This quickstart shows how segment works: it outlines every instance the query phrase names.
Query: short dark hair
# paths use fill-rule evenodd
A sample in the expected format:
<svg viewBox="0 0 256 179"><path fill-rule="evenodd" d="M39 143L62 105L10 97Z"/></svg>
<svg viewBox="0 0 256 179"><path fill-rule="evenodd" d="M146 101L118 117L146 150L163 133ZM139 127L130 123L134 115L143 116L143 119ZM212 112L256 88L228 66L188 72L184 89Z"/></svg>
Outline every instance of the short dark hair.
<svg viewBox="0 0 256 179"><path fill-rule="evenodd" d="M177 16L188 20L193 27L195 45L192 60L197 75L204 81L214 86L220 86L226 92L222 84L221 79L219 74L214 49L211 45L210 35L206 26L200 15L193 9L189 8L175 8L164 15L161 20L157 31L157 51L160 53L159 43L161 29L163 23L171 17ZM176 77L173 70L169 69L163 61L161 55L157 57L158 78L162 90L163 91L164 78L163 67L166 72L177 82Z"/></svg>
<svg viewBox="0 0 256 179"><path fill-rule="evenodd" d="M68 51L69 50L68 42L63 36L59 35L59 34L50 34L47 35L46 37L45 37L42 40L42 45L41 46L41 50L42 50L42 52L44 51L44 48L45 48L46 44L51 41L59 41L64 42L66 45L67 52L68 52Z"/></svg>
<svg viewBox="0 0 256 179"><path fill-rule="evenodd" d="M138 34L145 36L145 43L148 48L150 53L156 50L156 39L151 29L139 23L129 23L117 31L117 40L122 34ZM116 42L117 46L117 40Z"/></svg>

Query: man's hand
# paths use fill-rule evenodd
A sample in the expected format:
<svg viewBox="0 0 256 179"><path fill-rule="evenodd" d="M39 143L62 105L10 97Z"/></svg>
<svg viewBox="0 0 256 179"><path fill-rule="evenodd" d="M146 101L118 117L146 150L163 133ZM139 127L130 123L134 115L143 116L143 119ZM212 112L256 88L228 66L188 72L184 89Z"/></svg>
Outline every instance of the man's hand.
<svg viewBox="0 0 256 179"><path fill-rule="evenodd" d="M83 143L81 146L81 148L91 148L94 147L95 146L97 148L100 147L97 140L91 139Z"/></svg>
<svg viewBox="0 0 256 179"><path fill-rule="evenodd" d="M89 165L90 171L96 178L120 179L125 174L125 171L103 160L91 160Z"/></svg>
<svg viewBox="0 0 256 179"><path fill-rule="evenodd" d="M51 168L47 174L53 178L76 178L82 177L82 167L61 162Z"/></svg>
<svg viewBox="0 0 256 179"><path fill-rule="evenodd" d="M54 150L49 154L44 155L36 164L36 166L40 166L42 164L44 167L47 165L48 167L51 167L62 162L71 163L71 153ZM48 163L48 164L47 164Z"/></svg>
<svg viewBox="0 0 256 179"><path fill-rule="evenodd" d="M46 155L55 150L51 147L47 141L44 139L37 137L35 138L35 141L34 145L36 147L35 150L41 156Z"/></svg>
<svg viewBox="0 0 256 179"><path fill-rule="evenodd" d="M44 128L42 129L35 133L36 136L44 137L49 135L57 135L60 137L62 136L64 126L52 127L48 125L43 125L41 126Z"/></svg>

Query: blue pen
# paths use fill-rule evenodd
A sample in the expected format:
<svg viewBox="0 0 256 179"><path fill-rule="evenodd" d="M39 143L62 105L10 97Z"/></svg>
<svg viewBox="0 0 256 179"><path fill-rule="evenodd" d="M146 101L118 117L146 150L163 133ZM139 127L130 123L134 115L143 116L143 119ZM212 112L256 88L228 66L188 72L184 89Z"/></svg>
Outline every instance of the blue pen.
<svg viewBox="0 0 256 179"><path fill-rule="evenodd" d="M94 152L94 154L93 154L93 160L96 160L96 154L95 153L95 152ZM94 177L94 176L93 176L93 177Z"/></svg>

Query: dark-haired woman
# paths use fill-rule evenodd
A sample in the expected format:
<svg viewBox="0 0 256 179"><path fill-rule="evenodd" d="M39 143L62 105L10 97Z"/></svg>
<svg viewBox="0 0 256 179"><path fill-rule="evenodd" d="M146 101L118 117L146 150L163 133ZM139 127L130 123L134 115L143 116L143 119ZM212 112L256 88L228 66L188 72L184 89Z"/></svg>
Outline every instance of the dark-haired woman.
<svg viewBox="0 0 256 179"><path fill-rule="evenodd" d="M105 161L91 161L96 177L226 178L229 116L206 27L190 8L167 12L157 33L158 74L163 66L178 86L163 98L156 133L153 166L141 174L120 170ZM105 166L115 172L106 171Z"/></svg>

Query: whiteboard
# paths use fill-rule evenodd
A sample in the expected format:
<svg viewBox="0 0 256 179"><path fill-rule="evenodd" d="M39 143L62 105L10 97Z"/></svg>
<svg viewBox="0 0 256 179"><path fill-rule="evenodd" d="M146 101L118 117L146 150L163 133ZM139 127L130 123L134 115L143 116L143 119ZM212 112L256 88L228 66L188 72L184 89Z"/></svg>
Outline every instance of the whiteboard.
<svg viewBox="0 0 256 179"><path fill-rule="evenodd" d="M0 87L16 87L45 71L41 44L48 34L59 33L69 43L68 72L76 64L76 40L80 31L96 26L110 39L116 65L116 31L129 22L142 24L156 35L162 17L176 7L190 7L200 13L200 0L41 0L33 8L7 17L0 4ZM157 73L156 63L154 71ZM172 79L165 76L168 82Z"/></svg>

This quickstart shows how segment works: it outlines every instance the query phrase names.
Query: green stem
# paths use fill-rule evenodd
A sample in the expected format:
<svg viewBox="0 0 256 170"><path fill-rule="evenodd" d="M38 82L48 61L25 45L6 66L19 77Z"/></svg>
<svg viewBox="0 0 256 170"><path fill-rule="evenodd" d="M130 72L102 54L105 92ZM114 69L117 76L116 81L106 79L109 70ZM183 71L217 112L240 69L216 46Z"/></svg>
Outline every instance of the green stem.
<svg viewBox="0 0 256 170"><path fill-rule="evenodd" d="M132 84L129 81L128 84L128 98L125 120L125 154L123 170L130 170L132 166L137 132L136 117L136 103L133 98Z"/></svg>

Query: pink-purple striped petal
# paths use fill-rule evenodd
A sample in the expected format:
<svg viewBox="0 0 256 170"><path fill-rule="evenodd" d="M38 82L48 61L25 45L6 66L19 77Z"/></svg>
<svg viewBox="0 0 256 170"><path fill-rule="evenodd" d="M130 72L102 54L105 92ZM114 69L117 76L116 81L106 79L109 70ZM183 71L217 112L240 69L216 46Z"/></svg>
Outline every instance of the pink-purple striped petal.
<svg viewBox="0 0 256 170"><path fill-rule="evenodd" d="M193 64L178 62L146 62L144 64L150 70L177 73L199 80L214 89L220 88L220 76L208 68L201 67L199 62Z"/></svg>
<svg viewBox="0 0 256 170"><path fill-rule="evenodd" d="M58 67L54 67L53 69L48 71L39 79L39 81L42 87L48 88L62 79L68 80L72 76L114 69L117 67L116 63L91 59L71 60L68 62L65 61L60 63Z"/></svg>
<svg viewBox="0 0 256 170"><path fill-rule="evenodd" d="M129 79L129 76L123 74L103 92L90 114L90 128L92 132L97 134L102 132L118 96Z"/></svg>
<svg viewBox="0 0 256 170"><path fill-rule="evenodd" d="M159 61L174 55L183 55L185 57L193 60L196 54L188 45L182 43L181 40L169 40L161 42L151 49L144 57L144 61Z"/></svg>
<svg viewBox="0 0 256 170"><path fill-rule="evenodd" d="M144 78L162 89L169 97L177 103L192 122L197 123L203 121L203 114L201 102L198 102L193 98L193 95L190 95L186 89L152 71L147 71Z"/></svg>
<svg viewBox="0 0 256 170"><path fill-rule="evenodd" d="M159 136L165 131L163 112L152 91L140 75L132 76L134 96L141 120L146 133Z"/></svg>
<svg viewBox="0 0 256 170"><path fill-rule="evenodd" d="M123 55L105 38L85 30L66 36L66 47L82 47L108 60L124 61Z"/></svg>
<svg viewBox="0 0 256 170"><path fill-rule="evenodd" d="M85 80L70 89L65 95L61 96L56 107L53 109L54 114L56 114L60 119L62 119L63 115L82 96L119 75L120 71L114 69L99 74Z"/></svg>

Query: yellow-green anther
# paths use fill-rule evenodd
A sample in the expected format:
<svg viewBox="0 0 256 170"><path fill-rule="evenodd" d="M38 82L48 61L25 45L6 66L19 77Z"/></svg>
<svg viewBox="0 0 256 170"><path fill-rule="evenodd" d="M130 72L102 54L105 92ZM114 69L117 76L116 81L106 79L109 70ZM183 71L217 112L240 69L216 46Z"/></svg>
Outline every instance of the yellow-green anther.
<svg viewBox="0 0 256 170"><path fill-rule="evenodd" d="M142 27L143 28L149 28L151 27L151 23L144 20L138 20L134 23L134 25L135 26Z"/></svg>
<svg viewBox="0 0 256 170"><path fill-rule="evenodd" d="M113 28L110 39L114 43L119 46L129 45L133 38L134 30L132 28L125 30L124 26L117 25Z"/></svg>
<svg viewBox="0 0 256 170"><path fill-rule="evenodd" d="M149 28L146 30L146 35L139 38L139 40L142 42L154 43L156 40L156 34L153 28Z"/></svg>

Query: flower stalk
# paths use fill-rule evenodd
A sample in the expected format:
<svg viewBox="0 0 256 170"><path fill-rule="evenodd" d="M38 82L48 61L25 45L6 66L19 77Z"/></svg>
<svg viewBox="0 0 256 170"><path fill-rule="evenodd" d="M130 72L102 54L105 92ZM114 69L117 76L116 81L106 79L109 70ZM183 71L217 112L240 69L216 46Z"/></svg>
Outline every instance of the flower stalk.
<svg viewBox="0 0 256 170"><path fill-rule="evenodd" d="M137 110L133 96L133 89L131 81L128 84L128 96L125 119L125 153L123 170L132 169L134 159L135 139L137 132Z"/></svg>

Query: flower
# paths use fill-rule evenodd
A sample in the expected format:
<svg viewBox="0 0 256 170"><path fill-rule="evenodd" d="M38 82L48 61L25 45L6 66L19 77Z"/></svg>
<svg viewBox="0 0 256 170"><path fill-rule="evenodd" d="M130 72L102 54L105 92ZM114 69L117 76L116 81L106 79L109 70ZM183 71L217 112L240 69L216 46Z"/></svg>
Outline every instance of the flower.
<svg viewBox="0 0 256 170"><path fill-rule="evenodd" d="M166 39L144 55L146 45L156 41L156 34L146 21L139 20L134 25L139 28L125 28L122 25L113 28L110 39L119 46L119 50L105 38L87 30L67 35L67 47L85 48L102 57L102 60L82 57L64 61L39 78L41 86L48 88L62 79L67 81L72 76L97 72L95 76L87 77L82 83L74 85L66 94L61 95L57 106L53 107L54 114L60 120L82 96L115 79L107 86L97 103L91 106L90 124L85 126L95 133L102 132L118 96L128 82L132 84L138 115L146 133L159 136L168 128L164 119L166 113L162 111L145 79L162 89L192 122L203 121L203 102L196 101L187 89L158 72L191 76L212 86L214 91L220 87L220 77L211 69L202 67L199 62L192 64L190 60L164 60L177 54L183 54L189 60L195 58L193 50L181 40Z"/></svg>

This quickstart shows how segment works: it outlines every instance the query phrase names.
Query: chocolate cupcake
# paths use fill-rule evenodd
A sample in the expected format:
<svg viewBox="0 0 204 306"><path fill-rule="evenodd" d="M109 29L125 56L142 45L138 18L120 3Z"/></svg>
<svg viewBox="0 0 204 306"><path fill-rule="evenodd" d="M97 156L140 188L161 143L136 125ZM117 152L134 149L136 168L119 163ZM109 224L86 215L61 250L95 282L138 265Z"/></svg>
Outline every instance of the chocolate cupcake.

## Work to do
Rewrite the part that opens with the line containing "Query: whiteboard" and closes with the line containing "87L16 87L45 71L41", renaming "whiteboard" to "chalkboard" and leaving everything else unchanged. Return only those lines.

## The completed task
Query: chalkboard
# paths use fill-rule evenodd
A sample in the expected format:
<svg viewBox="0 0 256 179"><path fill-rule="evenodd" d="M39 143L62 105L10 97Z"/></svg>
<svg viewBox="0 0 256 179"><path fill-rule="evenodd" d="M146 101L118 117L146 150L163 133ZM139 127L130 123L134 115L143 116L143 119ZM212 112L256 88L228 66L188 72L184 89Z"/></svg>
Outline every instance of the chalkboard.
<svg viewBox="0 0 256 179"><path fill-rule="evenodd" d="M0 87L16 87L45 71L41 44L48 34L59 33L69 43L68 72L76 64L76 40L80 31L96 26L110 39L116 65L116 31L129 22L142 24L156 35L162 17L176 7L190 7L200 13L200 0L41 0L33 8L7 17L0 4ZM157 73L156 63L154 71ZM172 79L165 76L168 82Z"/></svg>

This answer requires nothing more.